(Segmentation mask data)
-=-=-

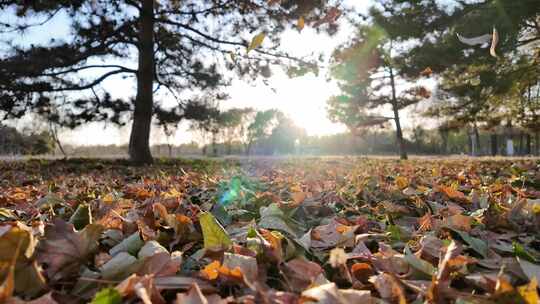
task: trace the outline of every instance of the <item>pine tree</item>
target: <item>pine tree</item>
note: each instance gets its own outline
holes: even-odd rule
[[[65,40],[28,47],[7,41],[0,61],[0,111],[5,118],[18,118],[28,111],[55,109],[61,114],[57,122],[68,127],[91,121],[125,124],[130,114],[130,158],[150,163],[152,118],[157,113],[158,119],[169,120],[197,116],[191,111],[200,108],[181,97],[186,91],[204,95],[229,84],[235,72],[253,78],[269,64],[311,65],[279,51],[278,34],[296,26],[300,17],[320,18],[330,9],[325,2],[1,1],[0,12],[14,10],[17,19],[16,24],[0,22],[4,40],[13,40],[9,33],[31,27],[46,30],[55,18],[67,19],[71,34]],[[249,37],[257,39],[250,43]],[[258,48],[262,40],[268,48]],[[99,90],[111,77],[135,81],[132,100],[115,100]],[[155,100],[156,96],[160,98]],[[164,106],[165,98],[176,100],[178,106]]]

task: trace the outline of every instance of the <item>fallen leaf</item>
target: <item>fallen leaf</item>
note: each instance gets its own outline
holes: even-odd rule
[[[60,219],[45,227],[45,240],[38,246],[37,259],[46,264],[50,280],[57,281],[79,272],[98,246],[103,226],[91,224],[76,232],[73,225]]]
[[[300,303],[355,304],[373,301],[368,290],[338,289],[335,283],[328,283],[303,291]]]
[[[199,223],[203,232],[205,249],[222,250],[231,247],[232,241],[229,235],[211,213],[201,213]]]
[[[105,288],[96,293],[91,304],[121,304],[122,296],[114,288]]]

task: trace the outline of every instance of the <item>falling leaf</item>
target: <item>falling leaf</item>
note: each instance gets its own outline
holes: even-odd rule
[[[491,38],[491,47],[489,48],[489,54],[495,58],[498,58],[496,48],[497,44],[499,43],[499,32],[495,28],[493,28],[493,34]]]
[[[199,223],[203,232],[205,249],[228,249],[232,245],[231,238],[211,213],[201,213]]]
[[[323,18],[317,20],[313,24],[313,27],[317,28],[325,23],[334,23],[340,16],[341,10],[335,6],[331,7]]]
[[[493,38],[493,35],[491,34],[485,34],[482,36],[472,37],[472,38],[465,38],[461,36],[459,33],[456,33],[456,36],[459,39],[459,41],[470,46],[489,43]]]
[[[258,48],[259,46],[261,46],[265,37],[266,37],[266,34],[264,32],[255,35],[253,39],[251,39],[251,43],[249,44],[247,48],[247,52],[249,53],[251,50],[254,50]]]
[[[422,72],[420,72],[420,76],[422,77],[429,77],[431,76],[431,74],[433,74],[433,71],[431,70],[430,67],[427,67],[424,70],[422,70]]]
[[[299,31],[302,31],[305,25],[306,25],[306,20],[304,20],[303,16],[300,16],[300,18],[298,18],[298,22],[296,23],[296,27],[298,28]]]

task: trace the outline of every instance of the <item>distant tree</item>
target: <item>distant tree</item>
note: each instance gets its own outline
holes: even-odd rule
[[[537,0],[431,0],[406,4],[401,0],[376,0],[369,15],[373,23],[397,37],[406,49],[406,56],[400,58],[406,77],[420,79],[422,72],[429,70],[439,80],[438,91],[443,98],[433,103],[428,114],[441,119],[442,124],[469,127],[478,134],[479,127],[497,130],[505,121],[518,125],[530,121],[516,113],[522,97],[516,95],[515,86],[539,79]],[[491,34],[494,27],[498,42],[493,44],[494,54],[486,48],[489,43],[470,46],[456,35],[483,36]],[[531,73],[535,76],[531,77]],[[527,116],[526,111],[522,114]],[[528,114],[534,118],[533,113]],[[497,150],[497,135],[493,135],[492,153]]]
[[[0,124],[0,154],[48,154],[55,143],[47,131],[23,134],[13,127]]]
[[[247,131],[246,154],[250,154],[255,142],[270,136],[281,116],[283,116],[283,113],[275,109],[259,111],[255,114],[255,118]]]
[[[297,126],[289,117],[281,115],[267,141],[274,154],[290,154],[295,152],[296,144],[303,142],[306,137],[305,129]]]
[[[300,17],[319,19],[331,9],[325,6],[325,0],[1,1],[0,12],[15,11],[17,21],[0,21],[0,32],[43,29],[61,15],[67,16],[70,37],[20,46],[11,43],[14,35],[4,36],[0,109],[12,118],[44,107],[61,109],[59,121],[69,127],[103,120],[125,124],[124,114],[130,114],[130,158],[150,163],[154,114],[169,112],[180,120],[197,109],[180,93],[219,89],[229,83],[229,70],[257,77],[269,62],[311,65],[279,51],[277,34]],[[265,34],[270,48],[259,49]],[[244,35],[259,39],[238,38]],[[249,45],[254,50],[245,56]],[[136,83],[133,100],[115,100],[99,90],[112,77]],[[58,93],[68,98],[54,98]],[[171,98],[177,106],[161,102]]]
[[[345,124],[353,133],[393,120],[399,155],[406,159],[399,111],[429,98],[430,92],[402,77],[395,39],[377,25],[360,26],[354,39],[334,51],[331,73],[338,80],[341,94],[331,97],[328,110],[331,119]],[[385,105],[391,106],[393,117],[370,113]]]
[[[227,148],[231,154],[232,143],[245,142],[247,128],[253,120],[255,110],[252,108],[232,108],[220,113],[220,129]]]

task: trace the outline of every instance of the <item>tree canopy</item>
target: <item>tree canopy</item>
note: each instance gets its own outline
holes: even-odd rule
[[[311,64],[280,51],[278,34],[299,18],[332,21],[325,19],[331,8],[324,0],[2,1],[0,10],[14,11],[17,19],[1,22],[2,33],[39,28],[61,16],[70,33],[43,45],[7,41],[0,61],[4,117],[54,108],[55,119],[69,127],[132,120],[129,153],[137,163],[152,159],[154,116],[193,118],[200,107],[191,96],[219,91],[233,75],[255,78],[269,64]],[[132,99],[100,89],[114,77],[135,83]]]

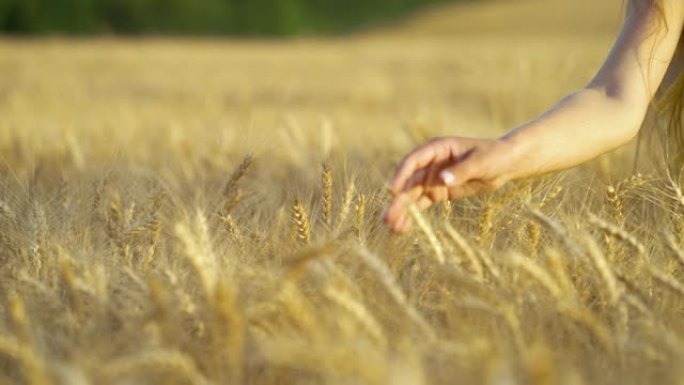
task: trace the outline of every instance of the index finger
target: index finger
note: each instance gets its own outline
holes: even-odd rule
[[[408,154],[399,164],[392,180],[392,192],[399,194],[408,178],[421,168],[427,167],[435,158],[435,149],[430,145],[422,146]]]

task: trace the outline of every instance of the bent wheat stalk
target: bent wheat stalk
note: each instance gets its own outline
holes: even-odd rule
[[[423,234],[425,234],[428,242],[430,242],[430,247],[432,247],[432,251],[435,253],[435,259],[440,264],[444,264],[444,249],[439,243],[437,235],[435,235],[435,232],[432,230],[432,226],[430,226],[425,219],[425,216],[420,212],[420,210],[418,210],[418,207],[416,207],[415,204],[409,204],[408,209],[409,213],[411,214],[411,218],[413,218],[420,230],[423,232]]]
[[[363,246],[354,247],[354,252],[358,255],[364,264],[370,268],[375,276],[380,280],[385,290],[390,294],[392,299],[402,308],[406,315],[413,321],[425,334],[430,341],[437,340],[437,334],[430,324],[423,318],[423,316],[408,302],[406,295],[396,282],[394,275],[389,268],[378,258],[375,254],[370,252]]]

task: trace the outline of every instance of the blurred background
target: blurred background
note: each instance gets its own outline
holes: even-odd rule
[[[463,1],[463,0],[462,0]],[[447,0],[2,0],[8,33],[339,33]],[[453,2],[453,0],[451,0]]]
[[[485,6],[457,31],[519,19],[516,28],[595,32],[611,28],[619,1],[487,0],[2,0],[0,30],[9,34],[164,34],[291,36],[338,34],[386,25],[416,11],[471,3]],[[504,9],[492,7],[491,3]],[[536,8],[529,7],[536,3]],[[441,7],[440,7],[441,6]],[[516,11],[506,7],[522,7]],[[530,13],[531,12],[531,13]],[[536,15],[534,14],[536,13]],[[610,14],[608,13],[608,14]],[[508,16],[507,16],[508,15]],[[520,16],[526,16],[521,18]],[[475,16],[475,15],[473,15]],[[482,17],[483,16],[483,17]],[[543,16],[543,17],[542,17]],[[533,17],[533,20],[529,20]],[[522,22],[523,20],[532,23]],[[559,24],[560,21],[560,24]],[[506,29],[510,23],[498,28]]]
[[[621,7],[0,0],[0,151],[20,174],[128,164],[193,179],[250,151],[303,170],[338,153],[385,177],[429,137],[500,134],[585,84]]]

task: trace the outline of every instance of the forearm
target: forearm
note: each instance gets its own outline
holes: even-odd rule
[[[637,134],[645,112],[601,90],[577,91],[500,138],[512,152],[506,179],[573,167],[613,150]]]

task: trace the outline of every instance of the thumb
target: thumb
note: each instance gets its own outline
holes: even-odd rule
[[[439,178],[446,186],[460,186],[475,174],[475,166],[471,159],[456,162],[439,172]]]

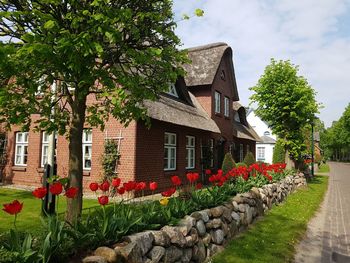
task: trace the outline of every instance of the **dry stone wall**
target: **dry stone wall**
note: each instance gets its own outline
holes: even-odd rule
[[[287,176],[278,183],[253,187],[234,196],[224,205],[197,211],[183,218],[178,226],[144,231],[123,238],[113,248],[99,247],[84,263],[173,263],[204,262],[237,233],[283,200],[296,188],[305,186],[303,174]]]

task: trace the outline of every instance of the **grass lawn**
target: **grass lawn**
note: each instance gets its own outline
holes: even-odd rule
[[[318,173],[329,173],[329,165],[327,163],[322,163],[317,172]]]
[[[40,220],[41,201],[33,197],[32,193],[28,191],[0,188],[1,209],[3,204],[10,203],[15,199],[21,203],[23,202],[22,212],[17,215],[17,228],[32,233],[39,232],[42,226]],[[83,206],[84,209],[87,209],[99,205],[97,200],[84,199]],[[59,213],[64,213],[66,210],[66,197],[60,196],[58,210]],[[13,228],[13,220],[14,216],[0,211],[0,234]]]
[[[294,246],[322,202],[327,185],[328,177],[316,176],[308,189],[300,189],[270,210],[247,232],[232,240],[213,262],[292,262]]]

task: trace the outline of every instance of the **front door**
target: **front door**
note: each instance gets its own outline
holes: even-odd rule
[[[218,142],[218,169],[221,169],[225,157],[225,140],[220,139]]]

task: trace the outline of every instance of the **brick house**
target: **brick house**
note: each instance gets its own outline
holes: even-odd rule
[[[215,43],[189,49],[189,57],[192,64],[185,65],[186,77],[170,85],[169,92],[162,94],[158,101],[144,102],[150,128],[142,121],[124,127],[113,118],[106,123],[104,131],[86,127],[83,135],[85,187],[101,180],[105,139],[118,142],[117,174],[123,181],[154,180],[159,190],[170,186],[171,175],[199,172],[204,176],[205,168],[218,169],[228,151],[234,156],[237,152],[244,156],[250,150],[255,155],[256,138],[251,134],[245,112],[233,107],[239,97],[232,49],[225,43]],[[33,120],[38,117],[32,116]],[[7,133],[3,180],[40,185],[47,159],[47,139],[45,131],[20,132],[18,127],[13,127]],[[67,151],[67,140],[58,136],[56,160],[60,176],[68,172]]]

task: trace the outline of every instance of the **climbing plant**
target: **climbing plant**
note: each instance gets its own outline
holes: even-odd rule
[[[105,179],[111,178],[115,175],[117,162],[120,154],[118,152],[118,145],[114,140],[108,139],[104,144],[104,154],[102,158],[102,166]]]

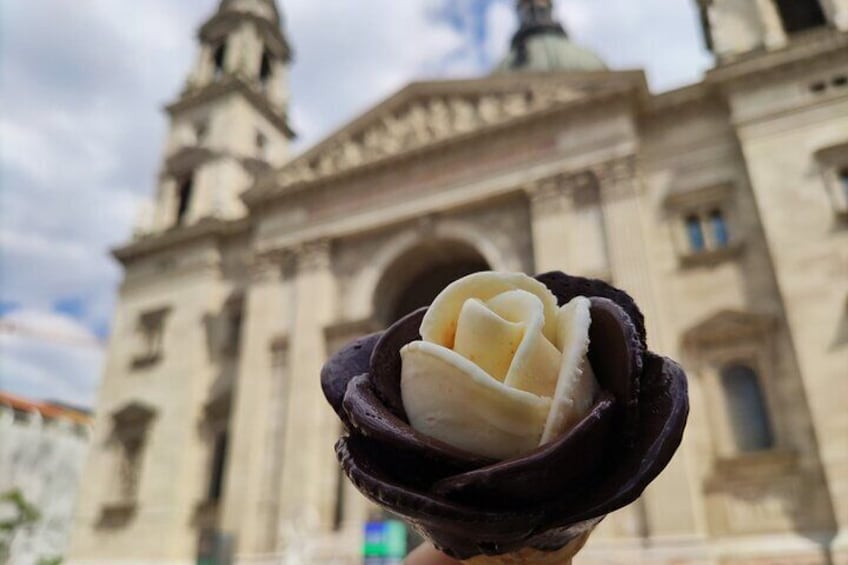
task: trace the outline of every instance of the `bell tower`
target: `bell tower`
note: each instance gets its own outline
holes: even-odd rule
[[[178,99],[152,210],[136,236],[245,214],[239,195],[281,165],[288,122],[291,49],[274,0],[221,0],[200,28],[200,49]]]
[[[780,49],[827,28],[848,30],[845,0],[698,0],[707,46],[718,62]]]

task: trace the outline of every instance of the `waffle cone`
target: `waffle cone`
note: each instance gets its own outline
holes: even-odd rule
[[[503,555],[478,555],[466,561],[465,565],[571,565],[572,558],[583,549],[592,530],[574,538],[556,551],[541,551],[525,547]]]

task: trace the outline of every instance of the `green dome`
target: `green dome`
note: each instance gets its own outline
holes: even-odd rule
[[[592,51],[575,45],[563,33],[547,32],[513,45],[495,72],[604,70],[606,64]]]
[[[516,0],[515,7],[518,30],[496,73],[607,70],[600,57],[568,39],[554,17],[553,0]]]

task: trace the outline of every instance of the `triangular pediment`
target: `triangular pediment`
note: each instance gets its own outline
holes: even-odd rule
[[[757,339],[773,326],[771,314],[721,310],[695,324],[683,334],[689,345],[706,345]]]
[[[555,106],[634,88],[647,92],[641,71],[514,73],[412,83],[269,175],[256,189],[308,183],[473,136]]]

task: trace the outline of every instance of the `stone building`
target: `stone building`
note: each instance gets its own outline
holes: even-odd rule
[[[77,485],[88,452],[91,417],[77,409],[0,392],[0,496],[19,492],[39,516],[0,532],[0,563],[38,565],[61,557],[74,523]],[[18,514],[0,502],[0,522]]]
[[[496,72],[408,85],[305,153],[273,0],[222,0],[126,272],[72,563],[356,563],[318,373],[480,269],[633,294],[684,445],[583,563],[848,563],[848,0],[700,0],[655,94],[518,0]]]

-=-=-

Only the lines above that include the word "wall" belong in the answer; copy each one.

→ **TASK ANSWER**:
task: trace the outline of every instance of the **dry stone wall**
target: **dry stone wall**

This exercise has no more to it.